:: Input for this task

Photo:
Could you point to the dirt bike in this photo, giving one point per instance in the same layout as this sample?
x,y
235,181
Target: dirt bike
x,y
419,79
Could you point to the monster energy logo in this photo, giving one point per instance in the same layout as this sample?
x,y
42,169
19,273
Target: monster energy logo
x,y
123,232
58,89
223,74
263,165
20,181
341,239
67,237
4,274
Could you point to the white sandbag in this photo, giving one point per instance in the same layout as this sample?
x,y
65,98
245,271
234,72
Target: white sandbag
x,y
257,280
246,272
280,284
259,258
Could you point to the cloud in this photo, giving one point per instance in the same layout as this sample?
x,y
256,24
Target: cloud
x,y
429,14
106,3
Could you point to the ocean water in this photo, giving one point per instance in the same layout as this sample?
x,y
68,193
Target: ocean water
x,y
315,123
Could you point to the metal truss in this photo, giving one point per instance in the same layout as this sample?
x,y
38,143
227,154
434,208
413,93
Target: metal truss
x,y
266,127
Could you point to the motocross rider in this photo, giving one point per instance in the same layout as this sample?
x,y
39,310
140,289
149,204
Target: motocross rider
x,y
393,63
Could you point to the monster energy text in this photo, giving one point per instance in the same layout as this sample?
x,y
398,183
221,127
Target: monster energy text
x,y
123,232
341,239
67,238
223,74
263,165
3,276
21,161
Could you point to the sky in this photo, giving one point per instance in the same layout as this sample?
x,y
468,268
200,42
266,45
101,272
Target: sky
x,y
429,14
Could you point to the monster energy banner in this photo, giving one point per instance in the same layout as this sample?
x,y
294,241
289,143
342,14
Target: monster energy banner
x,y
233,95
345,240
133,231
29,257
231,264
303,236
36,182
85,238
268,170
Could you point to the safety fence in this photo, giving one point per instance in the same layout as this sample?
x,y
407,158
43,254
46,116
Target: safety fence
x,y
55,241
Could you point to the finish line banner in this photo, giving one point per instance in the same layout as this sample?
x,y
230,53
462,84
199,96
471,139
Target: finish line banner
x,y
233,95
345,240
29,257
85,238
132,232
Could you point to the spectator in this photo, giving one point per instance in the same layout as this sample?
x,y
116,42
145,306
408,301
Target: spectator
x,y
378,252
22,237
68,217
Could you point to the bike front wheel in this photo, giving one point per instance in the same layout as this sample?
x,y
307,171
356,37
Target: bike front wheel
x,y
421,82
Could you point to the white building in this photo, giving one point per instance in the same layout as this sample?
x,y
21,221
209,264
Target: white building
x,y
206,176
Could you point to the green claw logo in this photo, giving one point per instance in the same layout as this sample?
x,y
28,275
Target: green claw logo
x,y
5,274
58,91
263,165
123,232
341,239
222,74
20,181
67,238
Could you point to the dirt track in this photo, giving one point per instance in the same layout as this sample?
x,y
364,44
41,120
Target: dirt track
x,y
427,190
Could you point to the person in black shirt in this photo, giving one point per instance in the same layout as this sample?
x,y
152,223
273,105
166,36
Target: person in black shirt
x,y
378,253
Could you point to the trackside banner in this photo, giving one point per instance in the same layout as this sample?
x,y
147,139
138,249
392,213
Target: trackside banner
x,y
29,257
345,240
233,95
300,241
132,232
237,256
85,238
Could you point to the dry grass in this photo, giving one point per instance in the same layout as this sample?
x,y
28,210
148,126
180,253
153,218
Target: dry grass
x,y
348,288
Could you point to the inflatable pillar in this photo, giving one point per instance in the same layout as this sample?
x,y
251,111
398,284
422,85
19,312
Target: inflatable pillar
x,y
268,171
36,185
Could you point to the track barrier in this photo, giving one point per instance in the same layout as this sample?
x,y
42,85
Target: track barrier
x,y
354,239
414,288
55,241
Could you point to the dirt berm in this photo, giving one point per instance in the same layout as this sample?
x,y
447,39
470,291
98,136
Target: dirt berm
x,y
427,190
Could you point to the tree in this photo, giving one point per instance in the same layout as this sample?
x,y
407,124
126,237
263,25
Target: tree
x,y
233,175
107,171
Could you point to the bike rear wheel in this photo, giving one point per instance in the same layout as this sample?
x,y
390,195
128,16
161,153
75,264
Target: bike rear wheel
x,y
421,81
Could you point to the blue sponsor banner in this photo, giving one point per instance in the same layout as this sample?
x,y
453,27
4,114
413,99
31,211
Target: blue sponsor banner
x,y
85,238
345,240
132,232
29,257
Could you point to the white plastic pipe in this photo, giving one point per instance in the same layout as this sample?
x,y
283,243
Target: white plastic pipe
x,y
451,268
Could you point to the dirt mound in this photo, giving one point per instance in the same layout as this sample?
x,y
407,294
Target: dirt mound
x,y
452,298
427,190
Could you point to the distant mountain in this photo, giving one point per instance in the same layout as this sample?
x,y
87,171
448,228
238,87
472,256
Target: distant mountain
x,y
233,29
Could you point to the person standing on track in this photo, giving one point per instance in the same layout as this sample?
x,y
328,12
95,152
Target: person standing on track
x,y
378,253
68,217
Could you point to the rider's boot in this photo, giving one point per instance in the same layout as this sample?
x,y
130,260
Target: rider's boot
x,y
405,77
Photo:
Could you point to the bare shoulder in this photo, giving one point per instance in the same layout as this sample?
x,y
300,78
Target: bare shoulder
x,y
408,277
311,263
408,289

::::

Prompt: Exactly reproduce all of the entries.

Result of this task:
Photo:
Could you point to the dirt bike in this photo, giving one point per instance in the same layout as this sample?
x,y
235,181
Target: dirt bike
x,y
419,79
Could you point to the monster energy logo in this photo, giving one point per instance in the same layout as this sample?
x,y
42,169
19,273
Target: monster energy logo
x,y
123,232
58,89
223,74
263,165
20,181
341,239
67,237
4,274
Could you point to the white sandbag in this photo, giving one point per instance in the same layout as this sample?
x,y
65,98
245,271
234,72
Target: white sandbag
x,y
257,280
246,272
280,284
259,258
Could you point to the cloud in this photo, giving one point per instance in the same layout as this sample?
x,y
256,24
Target: cloud
x,y
429,14
106,3
Could you point to the ocean water in this photo, giving one point per instance in the same layout as this sample?
x,y
68,193
Target: ocean water
x,y
315,123
Could you point to the metal truss in this photo, giving one point per instance in the same layout as this sample?
x,y
38,143
227,154
434,208
413,93
Target: metal truss
x,y
266,127
Could you point to the motocross rider in this photo, giving one point per instance in the same layout as this sample?
x,y
39,310
140,289
149,204
Target: motocross rider
x,y
393,63
Could you point to the monster energy text in this photo, giving one point per instance in the same layout as this sample?
x,y
398,183
221,127
Target: monster energy text
x,y
123,232
341,239
67,238
223,74
263,165
3,276
21,161
Could you point to the sky in this photo, giving one point per instance in the same layout as this sample?
x,y
468,268
200,42
266,45
101,272
Target: sky
x,y
429,14
Could you point to the monster energy banner in this photo, giving one point per instance in the same layout as this sample?
x,y
294,241
289,143
342,14
Target: monster energy banner
x,y
233,95
345,240
133,231
29,257
231,264
303,236
36,182
85,238
268,170
Could you point to the safety fence in this photo, giving one point per instance in the same layout as this sample?
x,y
407,158
43,254
46,116
Target: safety fence
x,y
55,241
Could you point to the finish line banner in this photo, giving one point per instance in the same layout as this sample?
x,y
230,53
462,84
199,96
471,139
Target: finish line banner
x,y
233,95
345,240
29,257
85,238
132,232
Could you point to the spectator in this photo, giving one point per instance in the same layout as this sample?
x,y
116,42
145,306
408,301
Target: spectator
x,y
378,252
22,237
68,217
Could you point to the bike front wheel in this photo, giving one point per instance in the same layout as this sample?
x,y
307,171
356,37
Target: bike front wheel
x,y
421,82
Could you point to the white building in this photo, giving one point per instance in the same layout as this sample?
x,y
21,221
209,264
Target: white building
x,y
206,176
Could you point to the green claw logo in this photo, giving one point per instance in the same layout as this sample?
x,y
28,275
Target: green claw logo
x,y
5,274
58,91
263,165
123,232
341,239
222,74
20,181
67,238
Could you point to the dirt track in this photo, giving one point per instance in the same layout as this sample?
x,y
364,44
41,120
Target: dirt track
x,y
427,190
Could you point to the person in black shirt in this photo, giving one point per instance in the same layout as this sample?
x,y
152,223
273,105
166,36
Target: person in black shirt
x,y
378,253
Could you point to the trackside banner in this photo, giving one point per instance in the same layout as this sample?
x,y
147,139
138,249
392,213
Target: trackside banner
x,y
29,257
345,240
233,95
300,241
132,232
237,256
85,238
Could you point to the dry grass in this photo, giving one point per instance in the same layout as this sample?
x,y
28,210
148,126
180,253
153,218
Target: dry grass
x,y
348,288
Could you point to the inflatable pillar in this photo, giving one point per instance in the same layout as this sample?
x,y
251,111
398,284
422,85
19,312
Target: inflatable pillar
x,y
268,171
36,185
Could you point to the track barrier in this photo, giving one point per instance in the same layout as this sample?
x,y
42,85
Target: track barrier
x,y
354,239
414,288
55,241
Could you point to the dirt berm in this photo, giving one point per instance in the same layout as this sample?
x,y
447,39
470,291
98,136
Target: dirt berm
x,y
427,190
Could you point to the tree in this photo, giving one point per instance in the same layout as this sample?
x,y
407,124
126,237
263,25
Target: tree
x,y
233,175
107,171
Could you point to the bike rear wheel in this photo, giving one point per instance in the same layout as this sample?
x,y
390,195
128,16
161,153
75,264
Target: bike rear wheel
x,y
421,81
Could you point to the blue sponsor banner in this photo, giving one point per instance in the same layout as this sample?
x,y
453,27
4,114
413,99
31,211
Target: blue sponsor banner
x,y
85,238
345,240
132,232
29,257
Could you point to the white plastic pipe in this photo, giving one point per instance in the same layout as this sample?
x,y
283,243
Target: white plastic pipe
x,y
451,268
Could you point to the dirt mound in this photo, giving one point per instance in the same layout as this sample?
x,y
407,294
Target: dirt mound
x,y
452,298
427,190
Could you point to the distant mountain in this photo, giving one point per instance in the same layout as this sample?
x,y
87,171
448,228
238,87
472,256
Target: distant mountain
x,y
233,29
Could you point to the person standing on track in this photo, giving one point per instance in the same layout as this sample?
x,y
328,12
95,152
Target: person standing on track
x,y
378,253
68,217
Could you point to the rider's boot in this photo, giving one point per instance in the same layout as this sample?
x,y
130,260
Target: rider's boot
x,y
405,77
Photo:
Could you point to the bare shoulder in this photo, giving one point per instance in the same layout as this sample?
x,y
300,78
Target: bare shoulder
x,y
408,277
311,263
408,289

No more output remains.